§ EXERCISE PROMPT: Count the lines in the rows below that contain the string "white", treating uppercase and lowercase as different. Give only the number.

§ DATA FOR PROCESSING:
◇ ◇ ◇ ◇

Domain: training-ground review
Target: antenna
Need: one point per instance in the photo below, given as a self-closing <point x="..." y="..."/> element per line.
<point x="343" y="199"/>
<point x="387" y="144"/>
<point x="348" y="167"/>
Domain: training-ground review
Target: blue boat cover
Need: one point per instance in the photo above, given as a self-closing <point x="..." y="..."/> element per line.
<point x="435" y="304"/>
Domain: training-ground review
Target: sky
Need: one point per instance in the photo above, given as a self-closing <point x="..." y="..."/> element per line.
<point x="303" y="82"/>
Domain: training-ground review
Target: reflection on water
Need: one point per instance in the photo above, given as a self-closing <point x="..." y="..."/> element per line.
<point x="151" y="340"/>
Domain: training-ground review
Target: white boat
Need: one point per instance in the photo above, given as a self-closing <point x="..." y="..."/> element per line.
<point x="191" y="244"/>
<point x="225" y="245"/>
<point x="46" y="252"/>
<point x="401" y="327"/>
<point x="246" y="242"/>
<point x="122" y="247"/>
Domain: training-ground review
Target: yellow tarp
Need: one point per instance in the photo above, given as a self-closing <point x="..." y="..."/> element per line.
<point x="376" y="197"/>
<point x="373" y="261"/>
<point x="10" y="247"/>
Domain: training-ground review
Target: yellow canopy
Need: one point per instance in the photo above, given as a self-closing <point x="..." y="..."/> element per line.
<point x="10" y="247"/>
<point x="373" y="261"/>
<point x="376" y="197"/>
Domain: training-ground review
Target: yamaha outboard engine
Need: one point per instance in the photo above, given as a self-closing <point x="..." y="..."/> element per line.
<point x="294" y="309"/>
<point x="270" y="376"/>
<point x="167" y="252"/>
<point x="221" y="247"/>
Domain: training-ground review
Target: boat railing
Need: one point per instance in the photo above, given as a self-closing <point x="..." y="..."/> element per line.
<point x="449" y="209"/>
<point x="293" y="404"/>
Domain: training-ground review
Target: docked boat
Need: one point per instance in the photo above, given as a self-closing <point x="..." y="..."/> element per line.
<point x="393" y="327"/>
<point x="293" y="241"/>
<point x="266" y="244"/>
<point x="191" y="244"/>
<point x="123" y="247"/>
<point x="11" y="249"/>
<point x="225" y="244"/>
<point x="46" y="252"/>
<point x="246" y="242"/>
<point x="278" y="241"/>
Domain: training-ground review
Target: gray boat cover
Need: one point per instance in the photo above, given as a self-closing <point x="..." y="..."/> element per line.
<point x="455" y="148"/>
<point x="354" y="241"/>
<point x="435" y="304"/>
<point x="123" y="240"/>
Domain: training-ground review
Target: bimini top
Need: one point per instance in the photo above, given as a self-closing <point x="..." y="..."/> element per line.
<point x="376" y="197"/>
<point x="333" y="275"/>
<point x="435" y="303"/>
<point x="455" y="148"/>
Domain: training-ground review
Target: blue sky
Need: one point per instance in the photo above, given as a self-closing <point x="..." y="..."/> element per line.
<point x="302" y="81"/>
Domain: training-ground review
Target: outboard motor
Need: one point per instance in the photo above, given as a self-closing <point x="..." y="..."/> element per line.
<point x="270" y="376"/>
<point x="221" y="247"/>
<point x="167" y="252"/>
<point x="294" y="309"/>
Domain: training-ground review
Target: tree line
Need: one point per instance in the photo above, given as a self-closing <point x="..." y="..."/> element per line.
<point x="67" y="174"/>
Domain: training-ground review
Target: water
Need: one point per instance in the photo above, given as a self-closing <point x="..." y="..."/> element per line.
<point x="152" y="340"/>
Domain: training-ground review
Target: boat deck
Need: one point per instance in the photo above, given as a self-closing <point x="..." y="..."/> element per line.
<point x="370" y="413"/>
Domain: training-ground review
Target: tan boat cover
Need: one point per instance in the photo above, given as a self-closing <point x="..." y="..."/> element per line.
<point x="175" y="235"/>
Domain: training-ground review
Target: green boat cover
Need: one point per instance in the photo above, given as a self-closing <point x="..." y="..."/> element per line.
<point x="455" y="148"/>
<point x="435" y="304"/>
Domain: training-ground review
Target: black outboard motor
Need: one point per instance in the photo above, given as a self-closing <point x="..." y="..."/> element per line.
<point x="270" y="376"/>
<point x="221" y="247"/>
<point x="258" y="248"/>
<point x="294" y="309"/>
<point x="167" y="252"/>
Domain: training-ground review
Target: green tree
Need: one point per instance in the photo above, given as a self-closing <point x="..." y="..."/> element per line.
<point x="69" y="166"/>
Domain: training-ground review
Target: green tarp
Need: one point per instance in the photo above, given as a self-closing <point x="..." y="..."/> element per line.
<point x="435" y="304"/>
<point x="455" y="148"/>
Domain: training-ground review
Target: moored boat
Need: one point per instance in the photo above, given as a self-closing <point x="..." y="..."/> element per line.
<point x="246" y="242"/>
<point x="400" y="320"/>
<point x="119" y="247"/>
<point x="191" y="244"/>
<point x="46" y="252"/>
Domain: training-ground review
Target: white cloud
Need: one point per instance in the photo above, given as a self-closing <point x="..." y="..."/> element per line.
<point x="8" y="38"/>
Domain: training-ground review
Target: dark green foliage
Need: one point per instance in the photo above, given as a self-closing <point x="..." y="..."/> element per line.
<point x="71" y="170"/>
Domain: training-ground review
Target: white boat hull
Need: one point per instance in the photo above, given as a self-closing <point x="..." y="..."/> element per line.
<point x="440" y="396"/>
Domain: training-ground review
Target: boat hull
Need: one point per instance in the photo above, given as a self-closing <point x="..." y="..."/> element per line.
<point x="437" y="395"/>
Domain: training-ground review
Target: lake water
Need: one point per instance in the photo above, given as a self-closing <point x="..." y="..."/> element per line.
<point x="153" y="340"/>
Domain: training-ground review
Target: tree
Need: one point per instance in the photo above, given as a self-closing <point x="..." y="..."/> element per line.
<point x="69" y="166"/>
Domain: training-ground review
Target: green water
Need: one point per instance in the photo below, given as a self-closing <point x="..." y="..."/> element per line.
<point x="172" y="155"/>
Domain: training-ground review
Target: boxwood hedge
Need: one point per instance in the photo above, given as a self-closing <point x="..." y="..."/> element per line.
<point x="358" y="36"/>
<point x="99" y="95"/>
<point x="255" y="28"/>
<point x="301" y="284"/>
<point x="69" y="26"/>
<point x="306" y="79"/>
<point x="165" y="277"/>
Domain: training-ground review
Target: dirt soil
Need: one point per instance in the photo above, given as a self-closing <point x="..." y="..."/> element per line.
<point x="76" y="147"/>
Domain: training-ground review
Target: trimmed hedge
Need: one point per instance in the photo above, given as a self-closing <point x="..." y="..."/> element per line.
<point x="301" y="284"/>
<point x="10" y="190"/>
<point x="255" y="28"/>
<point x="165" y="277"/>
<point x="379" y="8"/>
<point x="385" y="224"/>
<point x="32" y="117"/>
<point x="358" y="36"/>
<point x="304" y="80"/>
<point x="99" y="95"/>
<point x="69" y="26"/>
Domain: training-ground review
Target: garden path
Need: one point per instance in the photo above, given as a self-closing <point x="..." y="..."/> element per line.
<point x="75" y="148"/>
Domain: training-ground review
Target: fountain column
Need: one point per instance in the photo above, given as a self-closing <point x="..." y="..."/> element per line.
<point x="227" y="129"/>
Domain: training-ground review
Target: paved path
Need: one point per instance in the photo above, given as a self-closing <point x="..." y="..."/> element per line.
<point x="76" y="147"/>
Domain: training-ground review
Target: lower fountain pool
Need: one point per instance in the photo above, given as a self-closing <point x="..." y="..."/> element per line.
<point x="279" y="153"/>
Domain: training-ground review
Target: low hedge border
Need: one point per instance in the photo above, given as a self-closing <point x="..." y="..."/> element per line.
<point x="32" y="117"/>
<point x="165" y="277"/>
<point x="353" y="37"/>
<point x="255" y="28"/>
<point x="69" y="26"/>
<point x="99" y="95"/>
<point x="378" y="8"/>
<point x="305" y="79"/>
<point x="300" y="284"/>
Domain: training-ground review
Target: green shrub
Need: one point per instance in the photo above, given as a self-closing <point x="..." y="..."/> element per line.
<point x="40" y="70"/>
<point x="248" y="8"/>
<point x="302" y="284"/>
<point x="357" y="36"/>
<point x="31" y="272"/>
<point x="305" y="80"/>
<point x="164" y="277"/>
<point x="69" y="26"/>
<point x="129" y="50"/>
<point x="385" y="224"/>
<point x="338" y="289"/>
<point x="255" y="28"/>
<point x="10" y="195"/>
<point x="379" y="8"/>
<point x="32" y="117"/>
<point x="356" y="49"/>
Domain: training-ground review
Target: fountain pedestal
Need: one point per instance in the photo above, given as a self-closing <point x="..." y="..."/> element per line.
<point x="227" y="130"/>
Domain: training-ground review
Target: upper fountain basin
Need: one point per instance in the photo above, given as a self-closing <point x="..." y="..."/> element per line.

◇ ◇ ◇ ◇

§ WRITTEN SOLUTION: 3